**What you need to do:**
Reproduce the entries that follow exactly, dropping each image.

┄┄┄┄┄┄┄┄┄┄┄┄┄┄┄┄┄┄┄┄

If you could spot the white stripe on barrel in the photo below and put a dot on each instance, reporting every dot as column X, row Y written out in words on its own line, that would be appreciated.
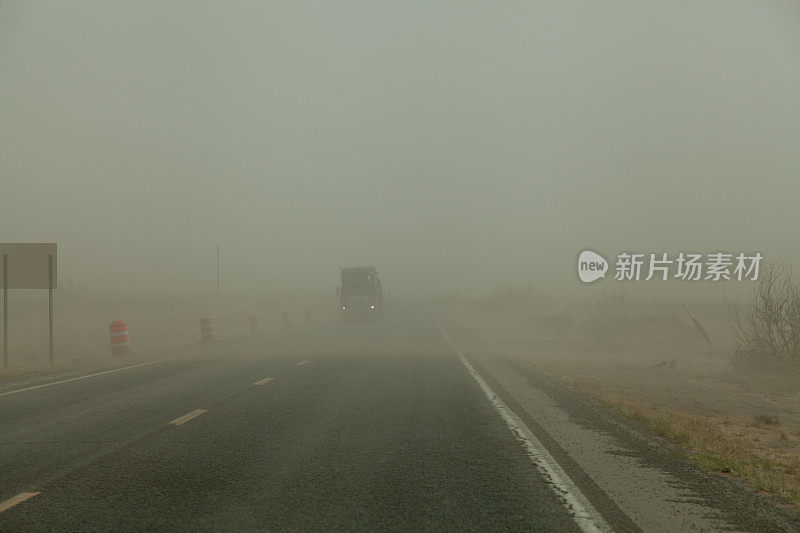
column 206, row 329
column 120, row 340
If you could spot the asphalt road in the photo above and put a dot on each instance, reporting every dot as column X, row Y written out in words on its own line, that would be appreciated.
column 352, row 426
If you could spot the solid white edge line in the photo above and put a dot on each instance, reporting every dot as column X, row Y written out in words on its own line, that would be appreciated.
column 8, row 393
column 582, row 511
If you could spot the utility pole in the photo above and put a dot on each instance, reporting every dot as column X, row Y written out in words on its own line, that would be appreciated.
column 218, row 251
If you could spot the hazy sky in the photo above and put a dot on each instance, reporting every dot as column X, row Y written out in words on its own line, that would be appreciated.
column 451, row 144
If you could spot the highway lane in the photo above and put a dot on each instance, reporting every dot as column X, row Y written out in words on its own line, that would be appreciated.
column 374, row 426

┄┄┄┄┄┄┄┄┄┄┄┄┄┄┄┄┄┄┄┄

**Response to the exercise:**
If you could spot the white stripe on barrel in the photo below and put a dot on each instance, reporting every dot as column X, row Y written out in words on its own line, that would be appreciated.
column 206, row 329
column 120, row 340
If you could spot the asphalt road in the photo above and put a dot on each instance, reporting every dot as column X, row Y written out in words on its own line, that would be appreciated.
column 352, row 426
If you could spot the solid white edge line in the photo above and put a dot on each instance, reporting every dot as column X, row Y written out in words on its own line, that would be appreciated.
column 8, row 393
column 582, row 511
If you could spot the utility pole in the photo above and put a dot on each instance, reporting every dot as column X, row Y written out in words on its own line, that would be appreciated.
column 218, row 251
If you could spot the hazy sky in the photo above and put a dot on each instance, reporting every dot as column X, row Y written out in words on its own line, that would be appreciated.
column 451, row 144
If you could spot the highway lane in the photo above and put a dot on each instance, reporting every dot as column X, row Y written out in words on its own line, that would be appreciated.
column 374, row 426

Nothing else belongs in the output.